Required actions
1) According to the gateway documentation excerpt, what header does a rate-limited response include?
2) Reproduce the gateway documentation excerpt from "Rate Limits#" up to and including "claude-opus-4.5, then grok-4.", unchanged.

Extract provided
Start of Block

Python Error Handling#

from openai import OpenAI, APIError, RateLimitError, APIConnectionError

client = OpenAI(
    base_url="http://localhost:4000/v1",
    api_key="$SCUTUM_API_KEY",
)

try:
    response = client.chat.completions.create(
        model="gpt-5",
        messages=[{"role": "user", "content": "Hello"}],
    )
except RateLimitError:
    print("Rate limited -- back off and retry")
except APIError as e:
    print(f"API error {e.status_code}: {e.message}")
except APIConnectionError:
    print("Could not connect to the gateway")

Rate Limits#

The gateway enforces rate limits at multiple levels:

  • Global: 1000 requests/minute (configurable in Admin UI > Settings)
  • Per key: 100 RPM and 100,000 TPM by default (configurable per API key)
  • Per model: Provider-specific limits are respected automatically

When rate limited, the response includes a Retry-After header. The OpenAI SDKs handle this automatically with exponential backoff.

Fallback Chains#

When a primary model is unavailable or returns an error, the gateway automatically tries fallback models. For example, a request to gpt-5 will fall back to gpt-5.2, then claude-opus-4.5, then grok-4.

Fallback happens transparently -- your application receives a response without needing to implement retry logic. The response metadata includes the actual model used:

response = client.chat.completions.create(
    model="gpt-5",
    messages=[{"role": "user", "content": "Hello"}],
)

# Check which model actually served the request
print(response.model)  # Could be "gpt-5" or a fallback like "claude-opus-4.5"

End of Block

Exercise data
Start of Block

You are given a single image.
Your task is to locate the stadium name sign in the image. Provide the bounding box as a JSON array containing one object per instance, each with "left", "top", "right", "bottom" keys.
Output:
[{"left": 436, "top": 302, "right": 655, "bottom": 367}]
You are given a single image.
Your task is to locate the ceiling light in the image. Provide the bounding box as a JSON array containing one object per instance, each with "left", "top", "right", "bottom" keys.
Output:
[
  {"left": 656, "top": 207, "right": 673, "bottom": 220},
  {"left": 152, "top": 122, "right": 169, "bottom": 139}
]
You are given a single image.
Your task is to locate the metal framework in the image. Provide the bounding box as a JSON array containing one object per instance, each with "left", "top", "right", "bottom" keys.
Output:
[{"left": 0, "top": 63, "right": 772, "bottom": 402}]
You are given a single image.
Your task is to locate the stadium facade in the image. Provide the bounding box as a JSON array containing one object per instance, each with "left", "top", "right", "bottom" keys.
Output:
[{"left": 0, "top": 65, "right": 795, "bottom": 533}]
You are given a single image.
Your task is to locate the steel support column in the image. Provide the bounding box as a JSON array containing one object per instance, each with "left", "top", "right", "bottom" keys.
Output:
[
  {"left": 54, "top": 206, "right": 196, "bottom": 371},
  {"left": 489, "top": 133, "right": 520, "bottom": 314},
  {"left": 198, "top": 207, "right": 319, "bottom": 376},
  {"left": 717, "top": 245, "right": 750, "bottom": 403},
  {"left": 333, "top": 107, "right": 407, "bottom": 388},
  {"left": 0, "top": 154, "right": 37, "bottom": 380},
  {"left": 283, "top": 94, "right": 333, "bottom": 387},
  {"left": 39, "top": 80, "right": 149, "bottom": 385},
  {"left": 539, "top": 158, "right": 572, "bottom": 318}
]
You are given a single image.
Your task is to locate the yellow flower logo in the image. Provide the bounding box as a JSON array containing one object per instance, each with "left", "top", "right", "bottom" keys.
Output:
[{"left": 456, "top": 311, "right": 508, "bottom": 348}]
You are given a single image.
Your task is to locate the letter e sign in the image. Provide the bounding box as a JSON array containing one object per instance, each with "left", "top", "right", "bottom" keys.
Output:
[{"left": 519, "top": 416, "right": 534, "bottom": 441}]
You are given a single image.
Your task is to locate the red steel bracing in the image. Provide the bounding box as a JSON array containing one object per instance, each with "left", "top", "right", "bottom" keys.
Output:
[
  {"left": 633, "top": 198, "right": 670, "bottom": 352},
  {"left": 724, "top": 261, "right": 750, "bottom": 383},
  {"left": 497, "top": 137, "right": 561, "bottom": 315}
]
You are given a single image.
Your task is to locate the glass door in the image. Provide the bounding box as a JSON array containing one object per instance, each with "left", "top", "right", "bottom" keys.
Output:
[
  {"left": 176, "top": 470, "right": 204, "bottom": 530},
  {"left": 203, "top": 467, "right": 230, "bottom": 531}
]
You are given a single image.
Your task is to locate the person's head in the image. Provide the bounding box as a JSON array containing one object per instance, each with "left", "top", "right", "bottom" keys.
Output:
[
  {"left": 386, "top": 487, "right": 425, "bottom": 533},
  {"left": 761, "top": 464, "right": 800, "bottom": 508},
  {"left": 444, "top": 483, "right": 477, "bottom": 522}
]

End of Block

Solutions in order
1) A Retry-After header.

2)
Rate Limits#

The gateway enforces rate limits at multiple levels:

  • Global: 1000 requests/minute (configurable in Admin UI > Settings)
  • Per key: 100 RPM and 100,000 TPM by default (configurable per API key)
  • Per model: Provider-specific limits are respected automatically

When rate limited, the response includes a Retry-After header. The OpenAI SDKs handle this automatically with exponential backoff.

Fallback Chains#

When a primary model is unavailable or returns an error, the gateway automatically tries fallback models. For example, a request to gpt-5 will fall back to gpt-5.2, then claude-opus-4.5, then grok-4.